-- Begin Passage provided --

United States Court of Claims
Feb 16, 1968
390 F.2d 880 (Fed. Cir. 1968)

Summary

In Amell v. United States, 390 F.2d 880 (Ct.Cl. 1968), civilian marine engineers employed by the Department of the Navy brought suit to recover additional wages claimed to be due as a result of comparable pay increases which were granted to commercial marine engineers by commercial maritime carriers.

Summary of this case from AGO

Opinion

No. 387-64.

February 16, 1968.

David Scribner, New York City, for plaintiffs. Lee Pressman, New York City, attorney of record. Joan Stern Kiok, New York City, of counsel.

Thomas J. Lydon, Washington, D.C., with whom was Asst. Atty. Gen. Edwin L. Weisl, Jr., for defendant.

Before COWEN, Chief Judge, and LARAMORE, DURFEE, DAVIS, SKELTON and NICHOLS, Judges.


ON PLAINTIFFS' MOTION FOR SUMMARY JUDGMENT AND DEFENDANT'S CROSS-MOTION FOR SUMMARY JUDGMENT


Plaintiffs are civilian marine engineers employed by the Military Sea Transport Service, Atlantic Area (MSTS), Department of the Navy. They brought this suit to recover additional wages claimed to be due as a result of allegedly comparable pay increases which were granted to commercial marine engineers by commercial maritime carriers. Since there is no dispute between the parties concerning the facts, the only issues to be resolved are legal questions raised by cross-motions for summary judgment.

This case was first brought in this court in 1964. We ordered it transferred to the District Court for the Southern District of New York, believing it to be a case involving original admiralty jurisdiction. On review, the Supreme Court held that the cause of action is one to recover civilian pay under the Tucker Act and that this court is the proper forum. Amell v. United States, 384 U.S. 158, 86 S.Ct. 1384, 16 L.Ed.2d 445 (1966).

I

Plaintiffs are all members of District No. 1, National Marine Engineers Beneficial Association (MEBA). MEBA is the collective bargaining agent for marine engineers and negotiates agreements with commercial maritime carriers. Pursuant to Executive Order 10988, an agreement was negotiated, whereby MSTS has at all times material to this case recognized MEBA as the exclusive representative of all civilian marine employees, including plaintiffs, serving in Engine Department officer positions in MSTS, Atlantic Area.

Plaintiffs are wage board employees. Their wages are not set through collective bargaining negotiations but are fixed by administrative action pursuant to the Federal Employees Pay Act of 1945, 59 Stat. 305, as amended, 5 U.S.C. § 946 (1964) and by the Classification Act of 1949, 63 Stat. 954, as amended, 5 U.S.C. § 1082 (1964).

-- End Passage provided --
-- Begin Supplied material --

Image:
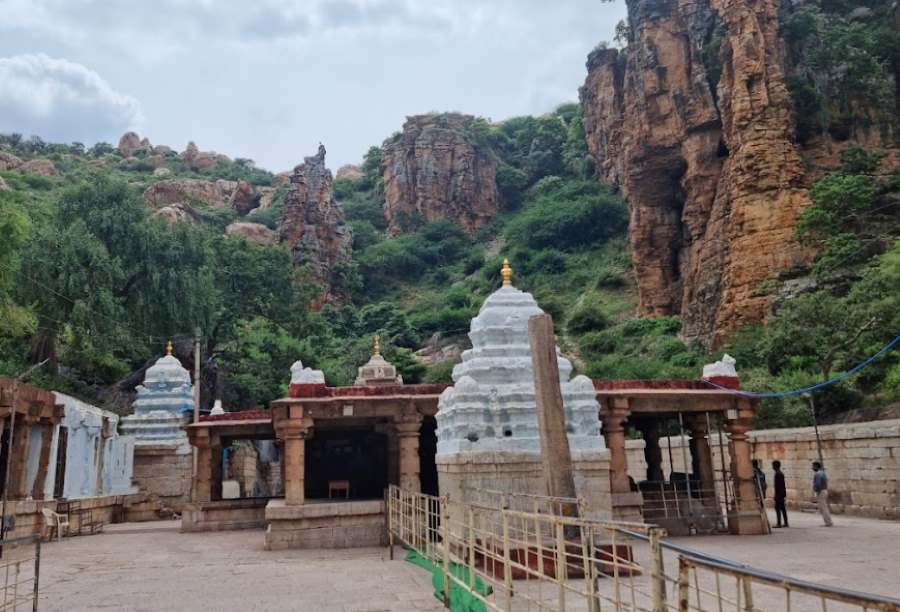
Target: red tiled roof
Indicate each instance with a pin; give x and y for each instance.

-- End Supplied material --

Task 1:
Answer these questions using the court opinion.
(a) In what year was the case first brought in the Court of Claims?
(b) Which organization serves as the collective bargaining agent for marine engineers?
(c) Under which Executive Order was the agreement recognizing that organization negotiated?
Task 2:
Repeat word for word the part of the court opinion that opens with the words containing "February 16, 1968." and closes with "City, of counsel.".
Answer from the court opinion alone and not from the listing.

Complete answer 1:
(a) 1964
(b) The National Marine Engineers Beneficial Association (MEBA)
(c) Executive Order 10988

Complete answer 2:
February 16, 1968.

David Scribner, New York City, for plaintiffs. Lee Pressman, New York City, attorney of record. Joan Stern Kiok, New York City, of counsel.